__Passage shown__:
4. Syria is currently in the middle of a raging civil war.

Aleppo Media Center AMC / AP

Moving disarming and dismantling chemical weapons is a tricky business. The first step is for weapons inspectors to come in and assess the various stockpiles and form a plan of action. But given the current conditions in Syria, it’s nearly impossible to freely move about, much less run a complex logistical operation.

“How will we be able to assure the safety of the inspectors and then of the teams involved?” said Walker. “Their work is already dangerous without having to plan for the volatile events of the civil war in Syria.”

5. Destroying chemical weapons costs a lot and takes a long time.

A range of experts estimate that it could take more than four years and up to $2 billion to safely destroy all of Syria’s chemical weapons. Those figures are based on other countries who have destroyed their own chemical weapons capabilities, including the U.S., Russia, India, and South Korea.

__Data section__:
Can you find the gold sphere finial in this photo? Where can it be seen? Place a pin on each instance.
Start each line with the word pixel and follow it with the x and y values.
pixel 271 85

__Task details__:
Output the passage above on Syria's chemical weapons word for word, from "Moving disarming and" up to and including "and South Korea.".

__Output for this task__:
Moving disarming and dismantling chemical weapons is a tricky business. The first step is for weapons inspectors to come in and assess the various stockpiles and form a plan of action. But given the current conditions in Syria, it’s nearly impossible to freely move about, much less run a complex logistical operation.

“How will we be able to assure the safety of the inspectors and then of the teams involved?” said Walker. “Their work is already dangerous without having to plan for the volatile events of the civil war in Syria.”

5. Destroying chemical weapons costs a lot and takes a long time.

A range of experts estimate that it could take more than four years and up to $2 billion to safely destroy all of Syria’s chemical weapons. Those figures are based on other countries who have destroyed their own chemical weapons capabilities, including the U.S., Russia, India, and South Korea.